> **Текст документа**:

..........

Парацельс – врач и провидец. Размышления о Теофрасте фон Гогенгейме" - Пирмин Майер 8 стр.


Замечание Рютинера о том, что Гогенгейм несколько лет путешествовал или, по меньшей мере, тесно общался с цыганами, не взято из воздуха. Не пытаясь докопаться до реального положения вещей, хронист, основываясь на доступных и широко распространенных сведениях, воссоздает образ странствующего доктора, сложившийся у его современников. Так как Гогенгейм был в Санкт-Галлене, нельзя полностью исключить его знакомство с упоминаемым Рютинером цыганским королем Лемменшвилем. Будучи профессиональным паяльщиком, последний владел искусством позолоты, которое в более широком смысле относилось к алхимии.[82] То, что во времена Рютинера воспринималось скорее как унижение, столетиями позже вызывает удивление и выявляет таинственные стороны дождевого червя, предпочитавшего ютиться в низине и не демонстрировать свои способности на людях.

Предсказатель из Хохентвиля

О пророческих упражнениях Гогенгейма нам сообщают сразу два человека: некий Андреас Пингиус и уже знакомый нам Рютинер. В конце 1534 года наш высокообразованный сукнодел сделал в своем дневнике следующую запись: «В сентябре 1534 года врач Теофраст на некоторое время задержался в Хохентвиле. Там он предвозвестил Ульриху его грядущее возвращение в родные владения и был щедро награжден владетельным сеньором»[83].

Ни предприниматель, ни реформатор, проживавшие в то время в Санкт-Галлене, не могли легкомысленно относиться к политике и внимательно следили за колебаниями политической конъюнктуры. Начиная с 1532 года политическая атмосфера в южнонемецком регионе, в том числе и в Восточной Швейцарии, зависела от успехов или неудач протестантского Шмалькальденского союза. В этом отношении 1534 год принес с собой ряд существенных изменений. Ландграф Филипп Гессенский, один из активнейших членов Союза, нанес королю Фердинанду, а значит, и всему Габсбургскому дому весьма ощутимое поражение. Когти австрийского орла оставляли на теле политического союза между шмалькальденцами и Францией лишь легкие царапины, так что очередное сражение при Лауффене на Неккаре привело к потере католиками Вюртемберга. Протестантский герцог Ульрих Вюртембергский (1487–1550), изгнанный из своих владений в 1519 году за свое постыдное поведение усилиями таких рыцарей, как Франц фон Зикинген и Ульрих фон Гуттен, с помощью шмалькальденцев вновь вернул себе утраченные княжеские привилегии. При этом он однозначно встал на строну Реформации, оказывая покровительство как Лютеранам, так и последователям Кальвина и Цвингли. В своей реформационной деятельности он опирался на швейцарского реформатора Амброзия Бларера и Иоганна Бренца, который вторил пению виттенбергского «соловья». Шахматная партия, ловко разыгранная герцогом Ульрихом, привела к переходу всего церковного имущества, так называемого церковного ящика, под его надзор.

..........

> **Исследуемые данные**:
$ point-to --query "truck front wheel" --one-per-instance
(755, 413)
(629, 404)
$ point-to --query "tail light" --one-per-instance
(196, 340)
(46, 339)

..........

> **Задания для выполнения**:
**A)** Ответьте на вопросы по тексту о Парацельсе, давая ответ на каждый с новой строки под тем же номером.
(i) Каким профессиональным ремеслом владел цыганский король Лемменшвиль?
(ii) Где, согласно записи Рютинера, задержался врач Теофраст в сентябре 1534 года?
(iii) В каком году герцог Ульрих Вюртембергский был изгнан из своих владений?
**B)** Определите, соответствует ли каждое утверждение тексту о Парацельсе, и подтвердите ответ точной цитатой из него.
(i) По записи Рютинера, Теофраст получил от владетельного сеньора щедрую награду.
(ii) Сражение при Лауффене на Неккаре привело к потере Вюртемберга протестантами.
(iii) О пророческих упражнениях Гогенгейма сообщает только Рютинер.

> **Ожидаемые результаты**:
**A)**
(i) Он был профессиональным паяльщиком и владел искусством позолоты.
(ii) В Хохентвиле.
(iii) В 1519 году.

**B)**
(i) Да: «был щедро награжден владетельным сеньором».
(ii) Нет: «привело к потере католиками Вюртемберга».
(iii) Нет: «О пророческих упражнениях Гогенгейма нам сообщают сразу два человека: некий Андреас Пингиус и уже знакомый нам Рютинер».